Given problem:
Arrange everything in the listing below, from the line containing "Reviewer note: confirm that each instance of the hose" down to the last line, as a Markdown table with the columns Row and Listing line. Include both end lines, number each line, and leave out blank lines.
[BEGIN Listed entries]
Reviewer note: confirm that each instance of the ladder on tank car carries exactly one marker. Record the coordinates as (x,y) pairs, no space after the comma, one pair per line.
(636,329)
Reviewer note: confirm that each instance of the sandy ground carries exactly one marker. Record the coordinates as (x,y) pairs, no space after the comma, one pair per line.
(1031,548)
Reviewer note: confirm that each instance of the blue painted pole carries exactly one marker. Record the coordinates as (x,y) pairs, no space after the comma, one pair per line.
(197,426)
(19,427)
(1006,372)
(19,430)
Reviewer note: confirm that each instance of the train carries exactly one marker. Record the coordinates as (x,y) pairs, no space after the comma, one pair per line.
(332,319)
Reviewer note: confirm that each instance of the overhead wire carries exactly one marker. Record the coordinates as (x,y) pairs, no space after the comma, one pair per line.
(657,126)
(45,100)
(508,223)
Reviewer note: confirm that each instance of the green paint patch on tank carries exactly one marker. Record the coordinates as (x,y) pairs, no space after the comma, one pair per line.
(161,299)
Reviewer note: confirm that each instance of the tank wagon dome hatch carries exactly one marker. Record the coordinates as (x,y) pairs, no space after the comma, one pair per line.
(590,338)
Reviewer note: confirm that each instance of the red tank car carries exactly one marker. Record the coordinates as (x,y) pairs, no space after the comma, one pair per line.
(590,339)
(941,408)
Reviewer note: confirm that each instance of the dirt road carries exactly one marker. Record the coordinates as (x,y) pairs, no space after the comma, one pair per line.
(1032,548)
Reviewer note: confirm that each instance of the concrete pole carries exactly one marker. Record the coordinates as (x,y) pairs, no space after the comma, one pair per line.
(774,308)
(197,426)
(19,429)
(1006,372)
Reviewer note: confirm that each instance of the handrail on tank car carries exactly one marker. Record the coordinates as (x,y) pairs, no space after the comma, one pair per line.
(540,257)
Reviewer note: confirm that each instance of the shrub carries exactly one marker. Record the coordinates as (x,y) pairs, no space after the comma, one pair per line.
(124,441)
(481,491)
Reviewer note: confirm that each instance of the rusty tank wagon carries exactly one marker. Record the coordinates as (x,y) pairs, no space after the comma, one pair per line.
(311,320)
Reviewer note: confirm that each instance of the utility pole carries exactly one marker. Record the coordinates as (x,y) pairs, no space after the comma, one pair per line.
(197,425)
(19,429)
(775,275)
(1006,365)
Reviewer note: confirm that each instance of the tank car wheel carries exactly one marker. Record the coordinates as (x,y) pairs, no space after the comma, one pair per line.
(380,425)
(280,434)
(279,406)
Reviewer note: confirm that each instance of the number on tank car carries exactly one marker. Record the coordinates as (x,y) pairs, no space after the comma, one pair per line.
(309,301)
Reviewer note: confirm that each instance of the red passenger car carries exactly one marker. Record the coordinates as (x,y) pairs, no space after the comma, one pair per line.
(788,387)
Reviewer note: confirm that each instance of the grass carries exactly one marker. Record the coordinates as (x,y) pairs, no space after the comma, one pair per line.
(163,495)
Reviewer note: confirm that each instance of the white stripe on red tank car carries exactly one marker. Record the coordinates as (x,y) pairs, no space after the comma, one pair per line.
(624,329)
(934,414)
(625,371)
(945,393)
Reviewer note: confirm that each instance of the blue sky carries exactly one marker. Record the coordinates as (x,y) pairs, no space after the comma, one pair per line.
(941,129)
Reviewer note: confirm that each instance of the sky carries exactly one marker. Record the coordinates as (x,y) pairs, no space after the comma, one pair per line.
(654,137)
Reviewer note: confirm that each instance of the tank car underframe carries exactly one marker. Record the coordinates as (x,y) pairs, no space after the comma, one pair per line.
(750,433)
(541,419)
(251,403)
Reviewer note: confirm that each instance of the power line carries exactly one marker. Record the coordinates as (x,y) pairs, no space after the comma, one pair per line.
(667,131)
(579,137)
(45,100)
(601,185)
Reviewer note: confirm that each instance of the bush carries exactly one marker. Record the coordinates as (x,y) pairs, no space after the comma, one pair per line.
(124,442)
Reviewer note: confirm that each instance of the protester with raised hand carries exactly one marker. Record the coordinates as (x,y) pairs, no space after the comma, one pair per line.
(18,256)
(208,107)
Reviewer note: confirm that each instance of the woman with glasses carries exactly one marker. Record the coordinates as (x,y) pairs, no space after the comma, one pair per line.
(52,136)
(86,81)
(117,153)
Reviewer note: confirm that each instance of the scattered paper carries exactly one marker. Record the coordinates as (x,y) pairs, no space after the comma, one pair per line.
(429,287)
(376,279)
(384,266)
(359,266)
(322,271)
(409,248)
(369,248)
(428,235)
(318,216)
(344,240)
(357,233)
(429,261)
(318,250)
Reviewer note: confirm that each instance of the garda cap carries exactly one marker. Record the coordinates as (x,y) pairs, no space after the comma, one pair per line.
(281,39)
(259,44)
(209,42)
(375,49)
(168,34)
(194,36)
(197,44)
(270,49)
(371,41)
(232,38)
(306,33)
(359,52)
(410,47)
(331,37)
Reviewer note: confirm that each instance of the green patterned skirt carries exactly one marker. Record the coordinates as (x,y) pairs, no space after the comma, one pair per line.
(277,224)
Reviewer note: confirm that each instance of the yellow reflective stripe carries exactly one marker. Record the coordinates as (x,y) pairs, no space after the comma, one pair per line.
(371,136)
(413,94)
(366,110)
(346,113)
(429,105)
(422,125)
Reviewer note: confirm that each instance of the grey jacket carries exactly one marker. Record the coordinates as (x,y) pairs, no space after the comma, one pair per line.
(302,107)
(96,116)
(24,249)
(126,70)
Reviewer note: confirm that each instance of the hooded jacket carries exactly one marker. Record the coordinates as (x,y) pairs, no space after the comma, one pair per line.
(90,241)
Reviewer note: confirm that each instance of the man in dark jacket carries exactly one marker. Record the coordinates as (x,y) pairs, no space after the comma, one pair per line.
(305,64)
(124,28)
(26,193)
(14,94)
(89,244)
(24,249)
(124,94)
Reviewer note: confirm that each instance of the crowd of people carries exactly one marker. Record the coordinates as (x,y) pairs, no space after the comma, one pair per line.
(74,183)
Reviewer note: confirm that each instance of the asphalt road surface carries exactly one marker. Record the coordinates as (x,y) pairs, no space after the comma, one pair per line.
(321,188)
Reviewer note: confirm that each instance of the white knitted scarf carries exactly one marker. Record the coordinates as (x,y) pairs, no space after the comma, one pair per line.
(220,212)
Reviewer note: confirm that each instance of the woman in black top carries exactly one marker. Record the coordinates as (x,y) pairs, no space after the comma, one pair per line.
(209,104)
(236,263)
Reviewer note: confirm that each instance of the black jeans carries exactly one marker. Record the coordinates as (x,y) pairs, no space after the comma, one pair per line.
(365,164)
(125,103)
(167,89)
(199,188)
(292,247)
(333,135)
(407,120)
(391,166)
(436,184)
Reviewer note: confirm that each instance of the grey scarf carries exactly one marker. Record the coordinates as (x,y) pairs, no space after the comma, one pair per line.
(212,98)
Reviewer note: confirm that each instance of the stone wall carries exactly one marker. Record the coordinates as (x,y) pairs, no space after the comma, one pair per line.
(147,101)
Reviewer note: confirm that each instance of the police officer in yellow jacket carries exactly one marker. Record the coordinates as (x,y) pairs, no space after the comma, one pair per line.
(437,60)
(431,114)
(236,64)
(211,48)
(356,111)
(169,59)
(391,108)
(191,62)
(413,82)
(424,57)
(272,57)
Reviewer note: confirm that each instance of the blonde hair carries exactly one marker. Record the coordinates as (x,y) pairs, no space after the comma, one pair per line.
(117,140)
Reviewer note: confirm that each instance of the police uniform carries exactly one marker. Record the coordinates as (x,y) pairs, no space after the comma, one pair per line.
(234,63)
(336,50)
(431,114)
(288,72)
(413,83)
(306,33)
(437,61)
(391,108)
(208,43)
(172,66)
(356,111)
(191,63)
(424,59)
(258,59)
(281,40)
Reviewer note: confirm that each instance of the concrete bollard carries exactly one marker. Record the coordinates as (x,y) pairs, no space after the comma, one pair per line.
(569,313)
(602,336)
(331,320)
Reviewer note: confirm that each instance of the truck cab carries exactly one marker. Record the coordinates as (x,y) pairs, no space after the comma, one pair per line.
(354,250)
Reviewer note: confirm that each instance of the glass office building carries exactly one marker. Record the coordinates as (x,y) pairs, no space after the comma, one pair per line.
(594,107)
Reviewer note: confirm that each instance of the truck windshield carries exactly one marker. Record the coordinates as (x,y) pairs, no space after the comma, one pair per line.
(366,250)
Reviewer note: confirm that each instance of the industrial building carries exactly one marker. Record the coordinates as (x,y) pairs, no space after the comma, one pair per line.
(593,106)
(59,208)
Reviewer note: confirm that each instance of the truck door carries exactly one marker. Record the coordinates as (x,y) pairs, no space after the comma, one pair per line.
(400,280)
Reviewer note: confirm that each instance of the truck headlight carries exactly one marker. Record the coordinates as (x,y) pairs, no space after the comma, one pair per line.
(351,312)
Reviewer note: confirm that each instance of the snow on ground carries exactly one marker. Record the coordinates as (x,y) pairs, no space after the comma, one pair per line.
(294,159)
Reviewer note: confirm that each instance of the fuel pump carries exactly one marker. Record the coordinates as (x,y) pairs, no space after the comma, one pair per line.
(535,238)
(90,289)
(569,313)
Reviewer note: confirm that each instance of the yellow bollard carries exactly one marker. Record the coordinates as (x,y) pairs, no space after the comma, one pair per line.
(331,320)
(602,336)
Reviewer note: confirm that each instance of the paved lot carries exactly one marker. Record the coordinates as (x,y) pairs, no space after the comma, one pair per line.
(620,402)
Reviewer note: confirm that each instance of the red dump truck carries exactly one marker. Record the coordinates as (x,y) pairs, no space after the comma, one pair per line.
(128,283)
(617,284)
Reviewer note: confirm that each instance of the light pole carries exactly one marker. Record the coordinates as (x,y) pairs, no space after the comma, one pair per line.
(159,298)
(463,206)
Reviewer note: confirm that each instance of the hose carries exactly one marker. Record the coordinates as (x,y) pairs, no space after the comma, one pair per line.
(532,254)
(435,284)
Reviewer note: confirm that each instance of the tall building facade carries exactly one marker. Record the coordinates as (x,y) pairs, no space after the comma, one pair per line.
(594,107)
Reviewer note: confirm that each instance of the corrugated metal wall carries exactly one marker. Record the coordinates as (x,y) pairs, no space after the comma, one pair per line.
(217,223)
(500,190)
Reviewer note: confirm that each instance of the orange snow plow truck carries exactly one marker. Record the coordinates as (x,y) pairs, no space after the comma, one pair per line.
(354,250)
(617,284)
[END Listed entries]
The answer:
| Row | Listing line |
|---|---|
| 1 | Reviewer note: confirm that each instance of the hose carries exactly one marker. Record the coordinates as (x,y) pairs, no space after the comma, one pair per line. |
| 2 | (532,254) |
| 3 | (435,284) |
| 4 | Reviewer note: confirm that each instance of the tall building facade carries exactly one marker. Record the coordinates as (x,y) pairs, no space after the comma, one pair per line. |
| 5 | (594,107) |
| 6 | Reviewer note: confirm that each instance of the corrugated metal wall carries exactly one marker. Record the coordinates as (x,y) pairs, no space after the comma, one pair per line. |
| 7 | (217,223) |
| 8 | (500,190) |
| 9 | Reviewer note: confirm that each instance of the orange snow plow truck carries exactly one marker. Record the coordinates as (x,y) pairs, no space after the comma, one pair per line. |
| 10 | (354,250) |
| 11 | (617,284) |